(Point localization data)

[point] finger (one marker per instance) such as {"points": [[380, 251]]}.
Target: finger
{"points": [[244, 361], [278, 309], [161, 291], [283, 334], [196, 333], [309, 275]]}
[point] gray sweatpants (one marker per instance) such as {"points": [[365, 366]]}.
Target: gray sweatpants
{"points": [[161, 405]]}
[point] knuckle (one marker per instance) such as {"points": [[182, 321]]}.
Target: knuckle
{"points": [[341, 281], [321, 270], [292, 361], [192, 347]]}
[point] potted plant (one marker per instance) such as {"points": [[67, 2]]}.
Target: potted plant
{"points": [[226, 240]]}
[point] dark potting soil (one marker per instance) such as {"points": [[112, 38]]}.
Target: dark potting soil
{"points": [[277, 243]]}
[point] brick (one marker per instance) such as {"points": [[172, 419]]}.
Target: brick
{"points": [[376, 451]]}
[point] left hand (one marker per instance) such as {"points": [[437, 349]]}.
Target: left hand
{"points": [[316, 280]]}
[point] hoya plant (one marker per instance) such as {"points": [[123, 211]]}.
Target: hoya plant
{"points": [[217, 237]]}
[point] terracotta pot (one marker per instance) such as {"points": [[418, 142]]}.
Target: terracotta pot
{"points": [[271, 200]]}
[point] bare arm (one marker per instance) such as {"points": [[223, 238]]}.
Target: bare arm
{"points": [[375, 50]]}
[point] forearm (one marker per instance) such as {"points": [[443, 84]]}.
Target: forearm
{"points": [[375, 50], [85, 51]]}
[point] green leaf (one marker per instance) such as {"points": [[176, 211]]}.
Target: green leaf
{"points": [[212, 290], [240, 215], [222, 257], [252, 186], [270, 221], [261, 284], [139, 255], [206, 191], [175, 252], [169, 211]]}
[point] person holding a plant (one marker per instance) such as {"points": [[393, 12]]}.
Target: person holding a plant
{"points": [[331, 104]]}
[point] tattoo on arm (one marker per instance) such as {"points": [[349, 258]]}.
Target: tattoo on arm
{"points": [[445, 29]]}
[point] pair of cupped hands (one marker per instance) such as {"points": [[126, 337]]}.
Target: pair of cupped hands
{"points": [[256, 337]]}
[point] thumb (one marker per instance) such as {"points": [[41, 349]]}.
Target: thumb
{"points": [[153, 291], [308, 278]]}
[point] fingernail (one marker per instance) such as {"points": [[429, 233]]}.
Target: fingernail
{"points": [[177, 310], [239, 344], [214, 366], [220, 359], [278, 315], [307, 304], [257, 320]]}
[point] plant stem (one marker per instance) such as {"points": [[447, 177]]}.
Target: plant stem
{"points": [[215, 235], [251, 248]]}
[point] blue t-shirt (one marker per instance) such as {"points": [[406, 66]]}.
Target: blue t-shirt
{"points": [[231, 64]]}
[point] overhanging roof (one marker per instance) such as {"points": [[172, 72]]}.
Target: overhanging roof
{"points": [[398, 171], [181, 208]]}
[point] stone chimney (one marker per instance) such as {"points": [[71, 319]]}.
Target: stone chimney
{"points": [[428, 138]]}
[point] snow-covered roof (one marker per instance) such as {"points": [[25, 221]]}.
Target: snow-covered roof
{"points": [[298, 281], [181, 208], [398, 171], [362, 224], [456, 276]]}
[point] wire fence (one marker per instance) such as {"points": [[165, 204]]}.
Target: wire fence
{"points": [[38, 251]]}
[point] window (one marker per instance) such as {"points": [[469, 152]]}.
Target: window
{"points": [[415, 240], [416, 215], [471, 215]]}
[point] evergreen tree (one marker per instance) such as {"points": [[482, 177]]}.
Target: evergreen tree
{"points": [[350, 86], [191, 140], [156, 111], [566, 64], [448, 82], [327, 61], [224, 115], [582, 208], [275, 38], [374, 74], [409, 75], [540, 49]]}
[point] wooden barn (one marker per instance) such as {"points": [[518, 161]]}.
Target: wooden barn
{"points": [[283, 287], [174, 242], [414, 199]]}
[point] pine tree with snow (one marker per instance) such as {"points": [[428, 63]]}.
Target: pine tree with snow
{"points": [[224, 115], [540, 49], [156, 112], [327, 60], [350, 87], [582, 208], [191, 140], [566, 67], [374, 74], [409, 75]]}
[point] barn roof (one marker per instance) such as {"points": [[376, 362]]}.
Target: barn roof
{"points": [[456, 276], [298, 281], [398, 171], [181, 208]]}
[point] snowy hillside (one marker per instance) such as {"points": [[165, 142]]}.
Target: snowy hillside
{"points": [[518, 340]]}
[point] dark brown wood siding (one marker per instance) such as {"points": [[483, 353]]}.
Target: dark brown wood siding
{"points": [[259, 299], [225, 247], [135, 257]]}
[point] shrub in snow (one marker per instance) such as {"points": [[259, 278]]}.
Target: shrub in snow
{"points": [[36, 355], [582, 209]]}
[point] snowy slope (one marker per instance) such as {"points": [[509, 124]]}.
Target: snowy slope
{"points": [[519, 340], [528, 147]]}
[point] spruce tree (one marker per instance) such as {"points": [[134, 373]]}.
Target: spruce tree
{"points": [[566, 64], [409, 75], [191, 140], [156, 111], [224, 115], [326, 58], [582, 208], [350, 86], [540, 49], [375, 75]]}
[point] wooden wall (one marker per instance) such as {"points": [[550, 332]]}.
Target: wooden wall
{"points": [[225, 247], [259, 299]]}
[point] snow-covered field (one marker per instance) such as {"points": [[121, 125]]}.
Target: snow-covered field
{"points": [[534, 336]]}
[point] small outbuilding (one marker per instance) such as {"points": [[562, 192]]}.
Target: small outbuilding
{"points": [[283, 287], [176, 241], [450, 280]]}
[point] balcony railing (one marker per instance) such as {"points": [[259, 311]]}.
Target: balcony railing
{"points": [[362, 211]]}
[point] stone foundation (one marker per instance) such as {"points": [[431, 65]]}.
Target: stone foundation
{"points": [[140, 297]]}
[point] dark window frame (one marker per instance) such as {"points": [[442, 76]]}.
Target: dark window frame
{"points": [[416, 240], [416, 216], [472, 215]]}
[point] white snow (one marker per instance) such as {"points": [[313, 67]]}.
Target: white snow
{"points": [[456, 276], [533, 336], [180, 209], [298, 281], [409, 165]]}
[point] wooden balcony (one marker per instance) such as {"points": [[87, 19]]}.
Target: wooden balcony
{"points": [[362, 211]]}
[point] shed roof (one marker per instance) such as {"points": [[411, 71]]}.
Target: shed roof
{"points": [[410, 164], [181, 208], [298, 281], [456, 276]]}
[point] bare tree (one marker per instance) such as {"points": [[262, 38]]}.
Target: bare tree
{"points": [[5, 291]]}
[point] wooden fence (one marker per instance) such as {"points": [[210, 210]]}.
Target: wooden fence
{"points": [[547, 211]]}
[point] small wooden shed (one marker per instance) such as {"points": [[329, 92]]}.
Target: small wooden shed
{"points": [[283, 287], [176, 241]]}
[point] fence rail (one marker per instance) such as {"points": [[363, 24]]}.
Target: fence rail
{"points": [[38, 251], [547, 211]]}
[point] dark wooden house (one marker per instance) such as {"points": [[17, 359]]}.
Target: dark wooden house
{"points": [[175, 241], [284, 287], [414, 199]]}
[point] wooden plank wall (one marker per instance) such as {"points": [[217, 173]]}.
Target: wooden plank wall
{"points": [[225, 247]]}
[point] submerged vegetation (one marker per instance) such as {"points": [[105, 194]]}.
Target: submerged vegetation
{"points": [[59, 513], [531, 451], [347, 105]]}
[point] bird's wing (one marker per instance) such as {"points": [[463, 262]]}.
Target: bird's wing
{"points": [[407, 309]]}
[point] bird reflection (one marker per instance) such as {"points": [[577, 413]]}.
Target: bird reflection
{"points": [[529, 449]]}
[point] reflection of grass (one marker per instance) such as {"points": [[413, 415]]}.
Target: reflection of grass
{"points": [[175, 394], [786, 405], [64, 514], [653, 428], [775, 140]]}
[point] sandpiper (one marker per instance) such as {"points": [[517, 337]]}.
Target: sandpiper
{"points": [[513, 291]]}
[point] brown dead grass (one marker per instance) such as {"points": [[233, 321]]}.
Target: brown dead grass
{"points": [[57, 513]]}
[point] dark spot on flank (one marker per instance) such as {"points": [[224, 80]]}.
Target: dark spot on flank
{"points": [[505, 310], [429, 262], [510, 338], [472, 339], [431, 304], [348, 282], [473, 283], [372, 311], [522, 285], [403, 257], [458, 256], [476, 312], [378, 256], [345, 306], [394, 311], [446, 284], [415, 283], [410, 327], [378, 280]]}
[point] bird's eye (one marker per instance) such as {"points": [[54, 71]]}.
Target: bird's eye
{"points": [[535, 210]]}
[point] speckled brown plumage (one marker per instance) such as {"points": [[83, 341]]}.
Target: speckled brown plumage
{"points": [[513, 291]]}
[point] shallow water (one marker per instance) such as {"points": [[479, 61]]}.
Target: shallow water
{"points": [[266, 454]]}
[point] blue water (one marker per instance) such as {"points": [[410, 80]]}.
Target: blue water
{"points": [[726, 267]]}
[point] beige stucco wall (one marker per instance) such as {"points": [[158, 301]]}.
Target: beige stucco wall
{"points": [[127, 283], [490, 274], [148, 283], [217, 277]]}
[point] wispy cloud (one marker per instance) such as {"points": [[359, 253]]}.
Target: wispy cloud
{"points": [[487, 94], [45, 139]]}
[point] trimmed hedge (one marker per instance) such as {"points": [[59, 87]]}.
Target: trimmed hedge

### [What this task involves]
Please return the lines above that run from the line containing "Target: potted plant" to the line containing "[point] green leaf", inclusive, exactly and with no other lines.

### [Task answer]
Target: potted plant
{"points": [[226, 240]]}
[point] dark potting soil (one marker per instance) such as {"points": [[112, 38]]}.
Target: dark potting soil
{"points": [[277, 243]]}
[point] brick (one marker per instance) such as {"points": [[172, 419]]}.
Target: brick
{"points": [[376, 451]]}
[point] left hand (one marker per instance) such as {"points": [[437, 349]]}.
Target: left hand
{"points": [[316, 280]]}
[point] hoya plant (one marker per instance) such as {"points": [[123, 211]]}.
Target: hoya plant
{"points": [[217, 237]]}
[point] terracotta pot (one marker per instance) such as {"points": [[418, 142]]}.
Target: terracotta pot
{"points": [[271, 200]]}
[point] bare arm (one marker per instance) such as {"points": [[223, 238]]}.
Target: bare arm
{"points": [[375, 50]]}
[point] forearm (one marker per instance) such as {"points": [[443, 84]]}.
Target: forearm
{"points": [[375, 50], [85, 51]]}
[point] green leaf (one marker per instance) such as {"points": [[176, 211]]}.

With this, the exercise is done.